(Input data)

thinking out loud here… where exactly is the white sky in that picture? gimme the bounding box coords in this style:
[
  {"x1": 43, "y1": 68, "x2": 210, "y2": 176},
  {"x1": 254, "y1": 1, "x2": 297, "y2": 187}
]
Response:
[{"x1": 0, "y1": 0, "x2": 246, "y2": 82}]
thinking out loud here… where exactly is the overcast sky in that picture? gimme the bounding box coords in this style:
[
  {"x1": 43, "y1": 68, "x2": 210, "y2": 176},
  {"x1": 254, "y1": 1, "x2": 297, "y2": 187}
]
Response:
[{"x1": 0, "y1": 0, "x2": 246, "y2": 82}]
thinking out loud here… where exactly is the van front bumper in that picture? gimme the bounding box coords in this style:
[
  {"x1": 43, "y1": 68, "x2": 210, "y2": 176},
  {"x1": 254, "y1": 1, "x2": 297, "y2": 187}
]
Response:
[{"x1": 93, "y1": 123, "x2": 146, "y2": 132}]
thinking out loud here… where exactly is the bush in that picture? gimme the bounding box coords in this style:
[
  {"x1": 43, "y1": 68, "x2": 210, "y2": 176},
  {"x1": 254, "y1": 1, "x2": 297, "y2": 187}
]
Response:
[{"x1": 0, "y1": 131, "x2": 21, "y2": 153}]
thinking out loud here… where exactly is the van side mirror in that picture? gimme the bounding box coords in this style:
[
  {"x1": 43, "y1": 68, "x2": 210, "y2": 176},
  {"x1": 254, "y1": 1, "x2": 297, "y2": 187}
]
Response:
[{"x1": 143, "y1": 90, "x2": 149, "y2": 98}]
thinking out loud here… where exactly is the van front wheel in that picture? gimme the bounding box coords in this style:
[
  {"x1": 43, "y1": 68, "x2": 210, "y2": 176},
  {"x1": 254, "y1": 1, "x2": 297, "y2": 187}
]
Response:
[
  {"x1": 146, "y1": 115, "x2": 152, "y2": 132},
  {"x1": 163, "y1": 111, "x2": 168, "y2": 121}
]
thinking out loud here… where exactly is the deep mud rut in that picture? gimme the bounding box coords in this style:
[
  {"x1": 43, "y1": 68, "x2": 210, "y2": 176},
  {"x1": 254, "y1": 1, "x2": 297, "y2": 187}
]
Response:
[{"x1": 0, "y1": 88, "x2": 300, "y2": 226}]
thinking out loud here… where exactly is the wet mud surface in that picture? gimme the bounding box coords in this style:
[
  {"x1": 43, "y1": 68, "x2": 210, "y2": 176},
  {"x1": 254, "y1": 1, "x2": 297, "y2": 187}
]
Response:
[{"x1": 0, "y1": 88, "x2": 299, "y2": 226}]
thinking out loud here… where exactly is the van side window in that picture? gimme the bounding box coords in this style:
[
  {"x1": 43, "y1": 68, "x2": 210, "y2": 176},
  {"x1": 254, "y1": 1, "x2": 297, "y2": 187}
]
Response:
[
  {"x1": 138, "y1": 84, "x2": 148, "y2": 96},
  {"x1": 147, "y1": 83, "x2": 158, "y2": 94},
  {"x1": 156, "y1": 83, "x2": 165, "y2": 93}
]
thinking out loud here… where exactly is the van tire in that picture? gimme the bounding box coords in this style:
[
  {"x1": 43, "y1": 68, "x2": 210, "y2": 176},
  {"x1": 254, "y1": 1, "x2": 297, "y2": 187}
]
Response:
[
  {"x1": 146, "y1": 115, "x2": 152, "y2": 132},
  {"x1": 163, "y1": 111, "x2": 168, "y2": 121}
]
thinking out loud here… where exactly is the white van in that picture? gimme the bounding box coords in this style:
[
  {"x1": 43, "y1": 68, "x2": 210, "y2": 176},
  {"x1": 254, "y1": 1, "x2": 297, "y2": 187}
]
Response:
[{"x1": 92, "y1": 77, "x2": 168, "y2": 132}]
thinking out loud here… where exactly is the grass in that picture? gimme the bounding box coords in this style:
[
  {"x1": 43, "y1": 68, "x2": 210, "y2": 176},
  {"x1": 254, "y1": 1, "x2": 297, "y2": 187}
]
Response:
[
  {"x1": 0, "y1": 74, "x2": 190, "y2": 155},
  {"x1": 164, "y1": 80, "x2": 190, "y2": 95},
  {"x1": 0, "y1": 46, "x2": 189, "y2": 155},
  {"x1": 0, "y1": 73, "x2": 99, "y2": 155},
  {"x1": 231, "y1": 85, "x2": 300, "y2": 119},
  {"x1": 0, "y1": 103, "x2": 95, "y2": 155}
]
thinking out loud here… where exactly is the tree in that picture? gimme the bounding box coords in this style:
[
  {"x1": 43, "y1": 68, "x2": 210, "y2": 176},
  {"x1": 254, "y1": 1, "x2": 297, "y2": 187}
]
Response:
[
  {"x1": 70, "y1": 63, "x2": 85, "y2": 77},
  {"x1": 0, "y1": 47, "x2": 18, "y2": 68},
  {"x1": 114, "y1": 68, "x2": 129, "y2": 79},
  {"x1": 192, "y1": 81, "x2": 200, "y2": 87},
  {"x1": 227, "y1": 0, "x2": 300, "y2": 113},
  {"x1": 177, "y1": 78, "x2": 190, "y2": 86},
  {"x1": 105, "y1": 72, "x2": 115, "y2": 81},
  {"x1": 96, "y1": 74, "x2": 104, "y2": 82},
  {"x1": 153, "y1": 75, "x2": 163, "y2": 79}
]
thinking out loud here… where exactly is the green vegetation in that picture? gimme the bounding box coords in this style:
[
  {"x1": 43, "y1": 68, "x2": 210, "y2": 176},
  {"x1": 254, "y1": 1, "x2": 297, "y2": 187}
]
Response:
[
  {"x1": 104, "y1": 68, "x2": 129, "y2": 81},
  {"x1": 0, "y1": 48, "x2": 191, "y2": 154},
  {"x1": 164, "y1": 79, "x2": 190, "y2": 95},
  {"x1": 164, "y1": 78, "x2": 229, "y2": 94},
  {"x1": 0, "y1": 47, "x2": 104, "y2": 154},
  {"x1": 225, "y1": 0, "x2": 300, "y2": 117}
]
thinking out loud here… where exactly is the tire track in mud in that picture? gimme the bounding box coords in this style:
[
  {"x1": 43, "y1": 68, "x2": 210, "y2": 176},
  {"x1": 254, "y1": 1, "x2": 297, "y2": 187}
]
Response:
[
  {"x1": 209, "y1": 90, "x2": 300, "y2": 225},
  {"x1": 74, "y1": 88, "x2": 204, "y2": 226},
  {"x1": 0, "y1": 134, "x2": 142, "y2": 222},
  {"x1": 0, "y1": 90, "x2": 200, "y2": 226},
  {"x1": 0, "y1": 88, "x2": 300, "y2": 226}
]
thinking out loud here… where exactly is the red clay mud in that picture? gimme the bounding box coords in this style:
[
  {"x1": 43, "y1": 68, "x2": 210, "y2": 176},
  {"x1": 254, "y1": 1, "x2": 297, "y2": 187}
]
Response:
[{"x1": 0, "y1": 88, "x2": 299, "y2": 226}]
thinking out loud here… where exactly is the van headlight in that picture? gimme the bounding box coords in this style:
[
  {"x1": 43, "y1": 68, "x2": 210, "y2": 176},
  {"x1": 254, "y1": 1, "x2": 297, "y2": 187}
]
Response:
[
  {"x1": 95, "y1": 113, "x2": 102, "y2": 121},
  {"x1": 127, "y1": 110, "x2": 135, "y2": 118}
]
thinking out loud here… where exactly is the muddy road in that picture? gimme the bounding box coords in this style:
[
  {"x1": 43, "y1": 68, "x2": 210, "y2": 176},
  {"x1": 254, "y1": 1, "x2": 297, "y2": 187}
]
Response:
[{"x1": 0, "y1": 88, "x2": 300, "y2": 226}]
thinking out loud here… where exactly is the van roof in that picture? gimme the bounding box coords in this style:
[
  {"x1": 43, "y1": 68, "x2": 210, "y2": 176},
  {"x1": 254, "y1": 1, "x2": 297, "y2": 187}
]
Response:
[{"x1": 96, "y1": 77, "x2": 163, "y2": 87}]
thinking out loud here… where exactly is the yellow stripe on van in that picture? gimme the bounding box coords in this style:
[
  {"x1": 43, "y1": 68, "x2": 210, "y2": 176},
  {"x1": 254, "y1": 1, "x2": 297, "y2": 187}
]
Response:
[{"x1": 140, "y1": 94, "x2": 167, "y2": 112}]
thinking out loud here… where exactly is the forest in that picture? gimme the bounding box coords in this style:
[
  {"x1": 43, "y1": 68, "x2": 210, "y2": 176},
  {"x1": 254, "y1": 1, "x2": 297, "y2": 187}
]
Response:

(End Input data)

§ **Work to be completed**: Each line containing the word "side" needs to be copied from the data above.

§ **Task answer**:
thinking out loud here… where exactly is the van side mirror in that picture? gimme the bounding box coords in this style:
thinking out loud here… where exactly is the van side window in that picture? gimme the bounding box coords in this style:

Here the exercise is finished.